▶ _Exercise goal_:
Set down the records below word for word, beginning at the line that contains "Note to the class: point to the manatee snout" and continuing through the end of the records. Leave the pictures out of your copy.

[Point-based annotation data]
-- -- --
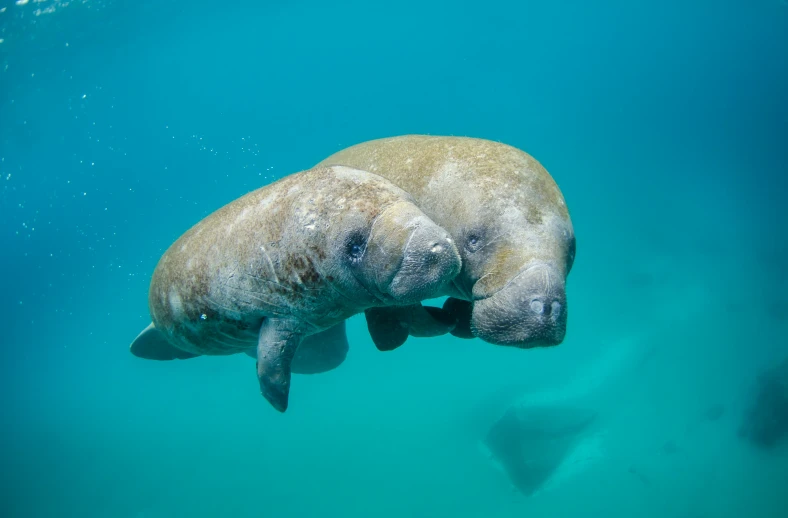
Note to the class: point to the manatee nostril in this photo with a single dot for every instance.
(555, 309)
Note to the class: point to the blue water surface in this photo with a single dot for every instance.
(123, 123)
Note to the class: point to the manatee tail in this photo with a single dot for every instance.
(151, 344)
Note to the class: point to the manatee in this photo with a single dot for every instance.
(289, 261)
(510, 223)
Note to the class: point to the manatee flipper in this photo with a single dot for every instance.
(426, 321)
(460, 312)
(151, 344)
(276, 347)
(322, 352)
(388, 327)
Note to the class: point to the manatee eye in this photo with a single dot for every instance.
(473, 243)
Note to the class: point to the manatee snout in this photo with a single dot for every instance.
(430, 261)
(530, 311)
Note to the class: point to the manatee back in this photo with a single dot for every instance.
(252, 259)
(447, 174)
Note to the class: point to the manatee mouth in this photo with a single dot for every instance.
(430, 262)
(529, 311)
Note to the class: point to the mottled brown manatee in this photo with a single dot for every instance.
(510, 223)
(290, 260)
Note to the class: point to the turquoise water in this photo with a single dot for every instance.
(122, 124)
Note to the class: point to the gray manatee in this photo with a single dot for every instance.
(510, 223)
(290, 260)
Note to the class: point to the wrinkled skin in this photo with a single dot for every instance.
(510, 223)
(289, 261)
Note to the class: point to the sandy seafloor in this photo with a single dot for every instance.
(123, 123)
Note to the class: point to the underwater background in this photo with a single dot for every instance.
(665, 124)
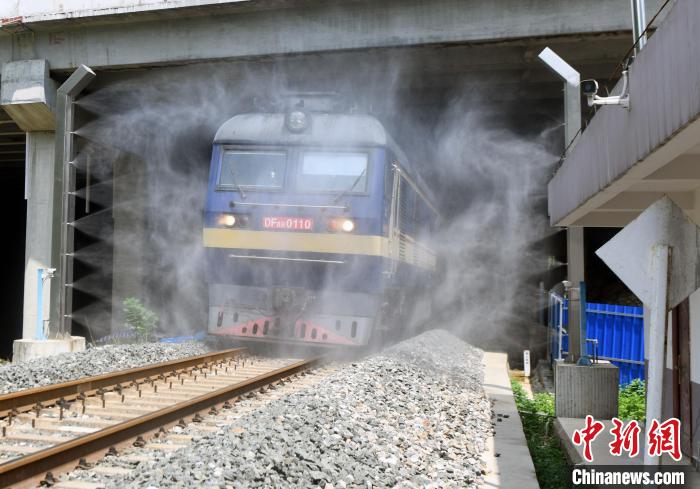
-- -- --
▶ _Result below_:
Note to the class: point to the manatee snout in this photo with a single dot for every instance.
(430, 261)
(530, 311)
Note to the class: point to the manatee back in this photo with a single dot for every instance.
(252, 259)
(447, 174)
Note to the class: point to the manatee mouth in this photo with a single dot for every instance.
(430, 262)
(529, 311)
Note to the class: point to the mottled brown manatee in this photo with a single dot for every instance.
(510, 223)
(290, 260)
Note to the class: point to the turquoise water in this photo with a single dot for every instance.
(122, 124)
Note to the class: point to the gray manatee in this photo with a single dot for every instance.
(510, 223)
(290, 260)
Note to the class: point to the wrinkled skin in this photo with a single dot for every instance.
(510, 223)
(289, 261)
Note to the class: point to the sandy seafloor in this photo with a single dot for every instance.
(123, 123)
Note to the class: point to the underwater background in this photo with a single dot for every instance.
(665, 124)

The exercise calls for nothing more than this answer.